#### Задания:
[1] Перепишите, пожалуйста, без изменений фрагмент статьи о Мочульском: начните со слов «Бесплатный доступ» и остановитесь после слов «словесная форма личности.».
[2] Почему, согласно статье о Мочульском, критик не считает литературные термины вроде «романтизм» и «символизм» достаточным объяснением писательского феномена? Ответьте в одном–трех предложениях.
[3] Перечислите все ключевые слова, приведенные в статье о Мочульском.

#### Исходный текст:
▼

Проблема возвращения к личности и творчеству в литературных портретах К. В. Мочульского

Бесплатный доступ

Изложены особенности подхода критика русского зарубежья К.В. Мочульского к образу личности в контексте жанра литературного портрета. Устанавливается генетическая связь биографического автора и литературного произведения, доказательством чего, по мнению критика, является писательский стиль как словесная форма личности.

Литературная критика русского зарубежья, литературный портрет, личность, стиль, литературный прием, критик, читатель

Короткий адрес: https://sciup.org/148166234

IDR: 148166234

Текст научной статьи Проблема возвращения к личности и творчеству в литературных портретах К. В. Мочульского

Слова Н. Бердяева о том, что русская литературная критика XIX в. в целом литературу просмотрела, не оценив ее внутренний смысл [1, с. 59], могут служить предварительным итогом к спорам начала XX в. о назначе- нии и путях самой критики. В работе 1918 г. «Духи русской революции» философ рассматривал лишь одну из сторон этого культурного феномена: демократическую. Но детерминистское отношение к словесному творчеству положило начало существенному пересмотру основ критической мысли. Мощное развитие критики и литературоведения в начале XX в. породило богатство подходов как к литературному произведению, так и к личности автора. Однако литературу и в свете такого многообразия, следуя за философом Бердяевым, критик русского зарубежья К. Мочульский мог бы назвать в каком-то смысле «просмотренной». Исследователь ставит под сомнение право критического и литературоведческого лобби претендовать на масштабное объяснение писательского феномена посредством систематизации и обобщения творчества: «Мы не в состоянии выпустить из рук термина: романтизм, классицизм, символизм и др.; они необходимы нам, как орудия работы, но пора признаться, что никакой художественной реальности они не соответствуют» [8, с. 218]. Под этой реальностью Мочульский понимает саму творящую человеческую личность, которой в критике зачастую отводится «служебная» функция: «Замена человека формулой и определением говорит не о любви, а о безразличии [7, с. 36].

▲

#### Предоставленные сведения:
▼

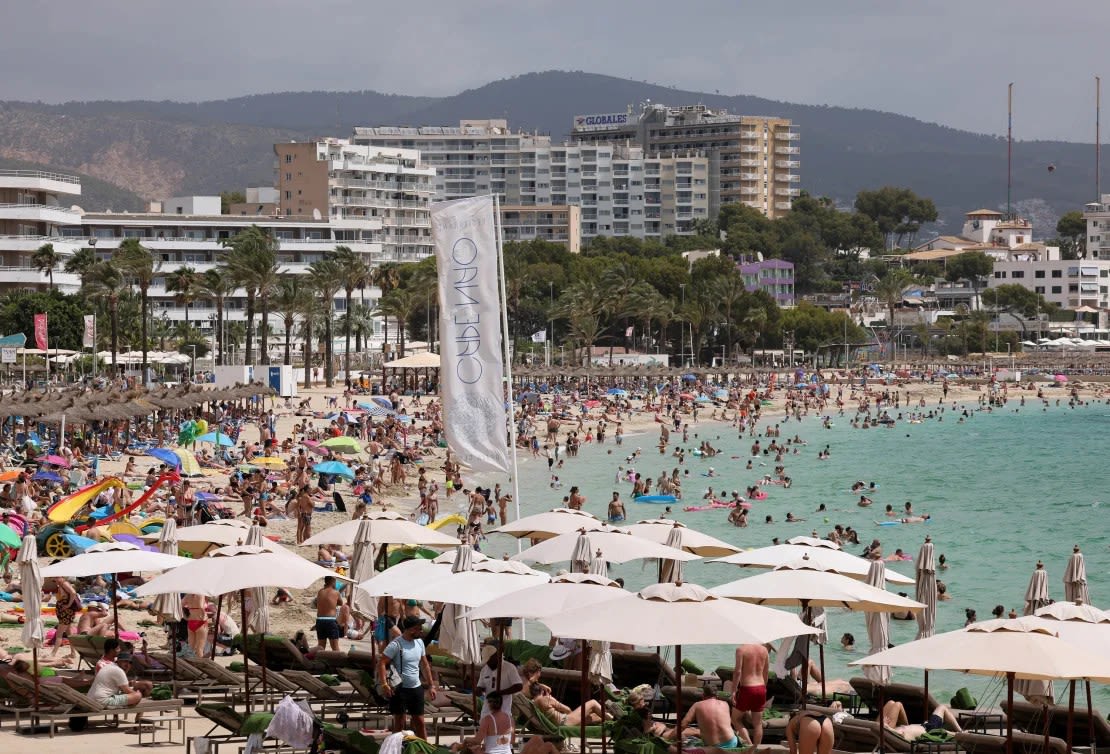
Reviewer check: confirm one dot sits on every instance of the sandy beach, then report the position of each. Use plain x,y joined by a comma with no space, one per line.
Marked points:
299,614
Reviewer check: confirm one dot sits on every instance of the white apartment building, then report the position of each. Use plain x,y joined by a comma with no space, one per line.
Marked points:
618,189
386,191
33,204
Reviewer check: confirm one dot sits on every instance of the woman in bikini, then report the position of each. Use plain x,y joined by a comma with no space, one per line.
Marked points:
197,620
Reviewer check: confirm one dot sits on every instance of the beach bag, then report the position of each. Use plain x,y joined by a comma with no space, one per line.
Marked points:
964,700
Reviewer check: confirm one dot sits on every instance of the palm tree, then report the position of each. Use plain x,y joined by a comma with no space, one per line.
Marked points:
81,260
103,281
309,309
386,277
355,273
252,262
292,291
326,280
46,259
889,289
583,305
185,284
730,291
215,284
401,304
135,261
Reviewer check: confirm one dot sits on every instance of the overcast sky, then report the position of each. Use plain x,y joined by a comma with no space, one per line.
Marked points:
944,61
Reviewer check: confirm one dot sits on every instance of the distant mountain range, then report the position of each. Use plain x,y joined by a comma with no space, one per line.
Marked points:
160,149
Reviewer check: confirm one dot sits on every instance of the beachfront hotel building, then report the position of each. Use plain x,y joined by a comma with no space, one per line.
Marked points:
754,160
621,190
33,205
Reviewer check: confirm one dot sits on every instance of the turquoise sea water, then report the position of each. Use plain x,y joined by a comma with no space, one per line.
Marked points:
1005,489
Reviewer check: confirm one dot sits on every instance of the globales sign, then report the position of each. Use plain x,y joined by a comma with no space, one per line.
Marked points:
605,120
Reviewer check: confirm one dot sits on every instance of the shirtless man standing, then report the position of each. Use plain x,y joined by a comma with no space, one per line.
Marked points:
328,625
749,685
714,721
303,510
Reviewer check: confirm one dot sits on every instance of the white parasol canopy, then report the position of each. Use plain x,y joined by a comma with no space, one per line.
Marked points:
236,567
30,580
386,528
1075,579
824,558
878,625
362,569
112,558
926,590
1022,646
676,614
169,605
693,541
458,634
562,593
551,523
799,584
616,546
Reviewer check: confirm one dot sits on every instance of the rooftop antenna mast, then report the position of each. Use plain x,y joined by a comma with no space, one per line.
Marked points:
1009,151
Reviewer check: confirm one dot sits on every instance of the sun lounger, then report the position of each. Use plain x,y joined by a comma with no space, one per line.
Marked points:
1023,743
632,669
855,734
71,704
1030,719
912,697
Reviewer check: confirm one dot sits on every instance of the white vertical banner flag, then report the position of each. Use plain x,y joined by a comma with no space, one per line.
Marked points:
472,371
90,331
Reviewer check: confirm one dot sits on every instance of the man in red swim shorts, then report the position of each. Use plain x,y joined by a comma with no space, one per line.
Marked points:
749,685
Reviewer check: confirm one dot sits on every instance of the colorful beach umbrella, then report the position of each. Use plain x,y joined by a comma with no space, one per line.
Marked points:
220,439
334,468
342,444
165,455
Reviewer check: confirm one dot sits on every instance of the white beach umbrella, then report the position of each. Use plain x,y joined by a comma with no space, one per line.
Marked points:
362,569
616,545
169,605
550,523
482,583
825,559
236,567
693,541
803,585
1075,579
386,528
1037,592
259,612
926,592
878,625
458,635
673,570
30,580
1019,649
562,593
663,614
112,558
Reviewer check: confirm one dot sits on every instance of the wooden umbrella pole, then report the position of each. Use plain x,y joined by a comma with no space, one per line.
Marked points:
1071,711
583,692
1009,716
678,700
1090,713
242,635
219,606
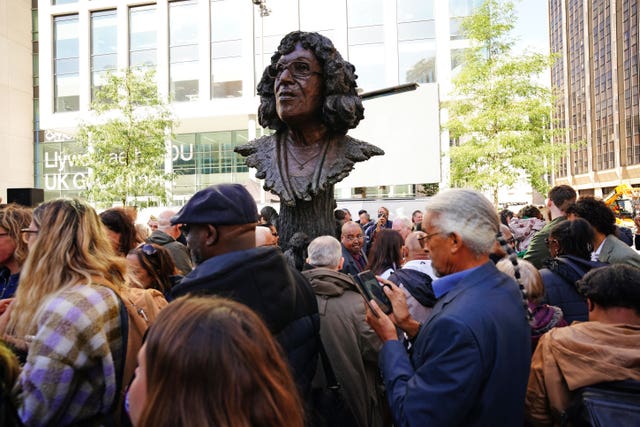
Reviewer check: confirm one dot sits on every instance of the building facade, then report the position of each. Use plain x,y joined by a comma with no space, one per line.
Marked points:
209,55
597,78
16,95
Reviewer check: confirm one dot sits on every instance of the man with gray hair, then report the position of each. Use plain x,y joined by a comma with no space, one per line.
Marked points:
351,345
166,235
402,225
470,360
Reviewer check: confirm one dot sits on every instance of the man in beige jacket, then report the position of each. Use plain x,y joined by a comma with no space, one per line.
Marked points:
603,349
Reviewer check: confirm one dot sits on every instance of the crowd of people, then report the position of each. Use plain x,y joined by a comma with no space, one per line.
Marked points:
494,318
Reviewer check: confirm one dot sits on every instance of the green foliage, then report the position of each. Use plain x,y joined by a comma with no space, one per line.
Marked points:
500,115
125,140
430,189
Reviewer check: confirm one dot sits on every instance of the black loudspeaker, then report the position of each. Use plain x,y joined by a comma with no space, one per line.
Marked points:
30,197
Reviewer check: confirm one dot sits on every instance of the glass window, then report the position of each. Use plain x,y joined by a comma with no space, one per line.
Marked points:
66,65
203,159
318,15
366,42
457,60
366,35
417,30
365,12
415,10
143,36
226,49
463,7
369,62
417,61
458,10
103,46
183,51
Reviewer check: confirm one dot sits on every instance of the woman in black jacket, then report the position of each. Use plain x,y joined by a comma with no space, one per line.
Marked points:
570,245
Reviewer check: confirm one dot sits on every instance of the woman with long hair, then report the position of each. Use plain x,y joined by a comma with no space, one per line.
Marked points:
151,266
212,362
570,244
544,317
13,249
70,323
120,229
386,254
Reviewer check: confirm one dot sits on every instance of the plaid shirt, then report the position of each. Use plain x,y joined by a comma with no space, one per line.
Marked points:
70,374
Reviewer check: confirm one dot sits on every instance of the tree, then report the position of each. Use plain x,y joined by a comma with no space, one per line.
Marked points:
125,140
500,116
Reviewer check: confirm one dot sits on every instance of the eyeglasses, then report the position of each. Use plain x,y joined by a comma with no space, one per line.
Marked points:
549,240
298,69
27,233
148,249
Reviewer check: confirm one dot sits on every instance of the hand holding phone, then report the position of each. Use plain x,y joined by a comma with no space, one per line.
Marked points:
370,289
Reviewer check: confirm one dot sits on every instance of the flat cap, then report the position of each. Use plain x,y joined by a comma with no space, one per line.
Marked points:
221,204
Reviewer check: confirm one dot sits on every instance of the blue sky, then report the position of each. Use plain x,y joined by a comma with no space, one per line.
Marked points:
532,27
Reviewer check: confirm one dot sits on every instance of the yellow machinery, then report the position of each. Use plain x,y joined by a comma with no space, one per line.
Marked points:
621,201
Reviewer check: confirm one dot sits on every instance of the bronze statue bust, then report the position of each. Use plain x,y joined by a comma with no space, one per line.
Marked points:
308,96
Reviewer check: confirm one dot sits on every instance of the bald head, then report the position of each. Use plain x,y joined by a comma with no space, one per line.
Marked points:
352,237
415,247
264,237
164,223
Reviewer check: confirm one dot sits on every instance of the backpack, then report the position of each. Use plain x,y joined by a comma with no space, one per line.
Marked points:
142,306
138,309
615,403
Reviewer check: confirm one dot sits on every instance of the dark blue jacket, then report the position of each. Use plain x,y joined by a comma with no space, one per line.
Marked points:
261,279
470,360
559,278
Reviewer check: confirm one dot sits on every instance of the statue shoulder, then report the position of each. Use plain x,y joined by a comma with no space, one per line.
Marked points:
359,151
258,144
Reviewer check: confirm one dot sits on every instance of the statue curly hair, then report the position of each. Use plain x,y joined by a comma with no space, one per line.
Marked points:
342,109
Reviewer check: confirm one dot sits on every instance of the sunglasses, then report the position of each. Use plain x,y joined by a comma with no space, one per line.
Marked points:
148,249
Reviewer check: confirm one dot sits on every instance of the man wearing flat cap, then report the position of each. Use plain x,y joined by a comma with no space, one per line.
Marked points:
220,223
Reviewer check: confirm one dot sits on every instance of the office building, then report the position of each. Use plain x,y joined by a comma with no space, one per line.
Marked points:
209,56
597,79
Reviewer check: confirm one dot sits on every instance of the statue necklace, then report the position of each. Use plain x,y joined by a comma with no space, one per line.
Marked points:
302,164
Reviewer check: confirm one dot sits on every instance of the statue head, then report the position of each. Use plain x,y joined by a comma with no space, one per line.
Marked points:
341,108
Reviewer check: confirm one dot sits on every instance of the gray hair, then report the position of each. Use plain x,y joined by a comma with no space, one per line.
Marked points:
469,214
324,251
403,221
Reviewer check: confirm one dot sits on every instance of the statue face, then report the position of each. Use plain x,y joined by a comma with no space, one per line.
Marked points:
298,86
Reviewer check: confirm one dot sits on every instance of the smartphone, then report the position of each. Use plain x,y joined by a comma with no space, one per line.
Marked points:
370,289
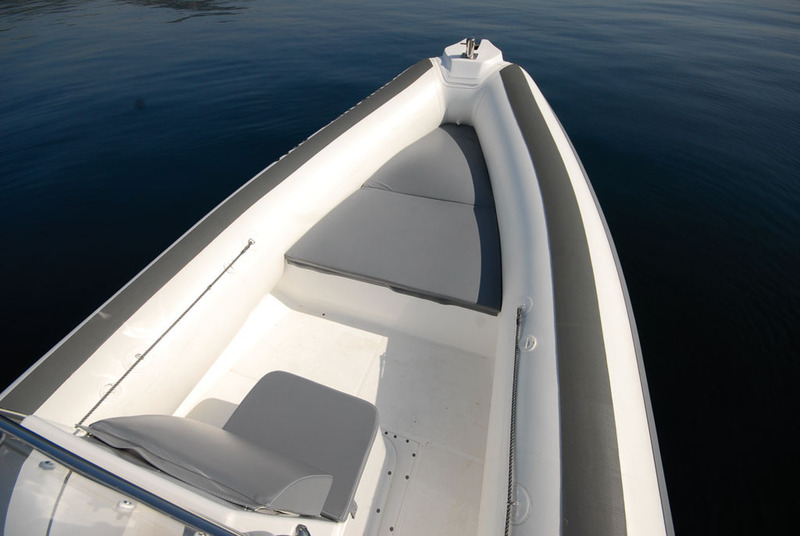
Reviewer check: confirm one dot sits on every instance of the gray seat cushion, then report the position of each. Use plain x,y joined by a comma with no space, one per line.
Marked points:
424,224
219,462
314,424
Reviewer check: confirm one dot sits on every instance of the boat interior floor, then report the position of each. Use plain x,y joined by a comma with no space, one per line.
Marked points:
432,399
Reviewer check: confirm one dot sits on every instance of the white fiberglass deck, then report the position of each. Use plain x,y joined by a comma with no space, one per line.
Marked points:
433,402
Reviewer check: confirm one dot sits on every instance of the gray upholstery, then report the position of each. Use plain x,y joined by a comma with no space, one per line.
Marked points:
423,224
219,462
313,424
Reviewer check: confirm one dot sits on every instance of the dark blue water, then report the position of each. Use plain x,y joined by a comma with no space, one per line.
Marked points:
123,122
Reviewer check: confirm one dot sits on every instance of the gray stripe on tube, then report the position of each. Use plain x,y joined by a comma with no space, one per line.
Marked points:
72,352
592,500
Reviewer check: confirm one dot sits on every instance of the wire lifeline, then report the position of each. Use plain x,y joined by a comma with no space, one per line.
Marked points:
140,357
510,502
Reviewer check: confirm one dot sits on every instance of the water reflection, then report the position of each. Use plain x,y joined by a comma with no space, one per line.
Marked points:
193,8
9,10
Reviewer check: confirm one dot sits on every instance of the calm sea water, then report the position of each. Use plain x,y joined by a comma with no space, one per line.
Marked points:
123,122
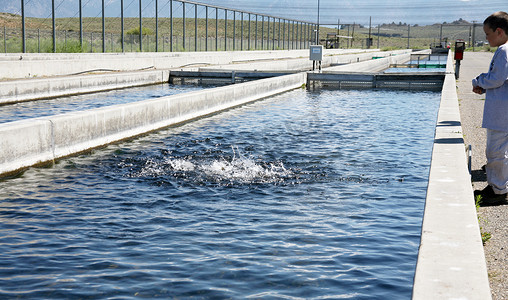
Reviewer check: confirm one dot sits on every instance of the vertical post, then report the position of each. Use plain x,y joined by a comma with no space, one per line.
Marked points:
206,28
318,26
195,27
226,29
256,34
241,33
370,26
268,38
263,32
378,34
408,29
81,25
474,31
54,29
284,34
278,42
183,15
234,29
122,29
171,25
103,28
140,29
156,26
23,26
216,29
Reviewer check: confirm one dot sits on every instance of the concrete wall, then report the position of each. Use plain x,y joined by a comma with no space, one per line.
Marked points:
451,261
29,142
29,65
23,90
12,91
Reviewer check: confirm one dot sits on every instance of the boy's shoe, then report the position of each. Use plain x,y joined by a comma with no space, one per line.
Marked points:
489,198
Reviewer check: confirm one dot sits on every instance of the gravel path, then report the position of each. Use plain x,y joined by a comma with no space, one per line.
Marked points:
494,219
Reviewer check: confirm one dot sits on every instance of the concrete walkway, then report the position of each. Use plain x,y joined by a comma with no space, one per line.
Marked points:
494,219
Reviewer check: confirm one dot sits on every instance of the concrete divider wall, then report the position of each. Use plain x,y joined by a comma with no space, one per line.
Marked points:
29,142
39,65
25,90
451,261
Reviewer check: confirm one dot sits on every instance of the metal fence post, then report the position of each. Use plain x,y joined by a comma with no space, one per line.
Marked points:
241,32
122,37
81,25
195,27
206,28
23,35
262,32
171,25
156,25
216,29
54,27
256,35
184,37
226,29
234,30
140,29
103,28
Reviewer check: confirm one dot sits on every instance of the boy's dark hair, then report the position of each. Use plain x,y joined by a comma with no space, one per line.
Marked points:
497,20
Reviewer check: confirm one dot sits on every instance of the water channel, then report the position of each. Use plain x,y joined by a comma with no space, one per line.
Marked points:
308,194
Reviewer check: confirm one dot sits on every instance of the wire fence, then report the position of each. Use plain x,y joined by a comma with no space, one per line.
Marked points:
180,25
157,25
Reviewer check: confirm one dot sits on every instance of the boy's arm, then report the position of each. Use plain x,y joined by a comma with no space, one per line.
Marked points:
497,74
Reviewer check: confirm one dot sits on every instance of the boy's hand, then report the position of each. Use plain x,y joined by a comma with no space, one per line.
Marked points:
478,90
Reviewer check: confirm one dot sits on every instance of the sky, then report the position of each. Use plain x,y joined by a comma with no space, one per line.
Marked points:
421,12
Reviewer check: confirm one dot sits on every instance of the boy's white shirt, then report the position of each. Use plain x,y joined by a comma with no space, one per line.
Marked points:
495,82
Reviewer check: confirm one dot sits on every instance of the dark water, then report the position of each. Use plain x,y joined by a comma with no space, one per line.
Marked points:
304,195
42,108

▲

#### Ответы:
[1]
Бесплатный доступ

Изложены особенности подхода критика русского зарубежья К.В. Мочульского к образу личности в контексте жанра литературного портрета. Устанавливается генетическая связь биографического автора и литературного произведения, доказательством чего, по мнению критика, является писательский стиль как словесная форма личности.

[2] Мочульский признает, что такие термины необходимы как орудия работы, но, по его словам, никакой художественной реальности они не соответствуют. Под этой реальностью он понимает саму творящую человеческую личность, которой в критике зачастую отводится «служебная» функция.

[3] Литературная критика русского зарубежья, литературный портрет, личность, стиль, литературный прием, критик, читатель.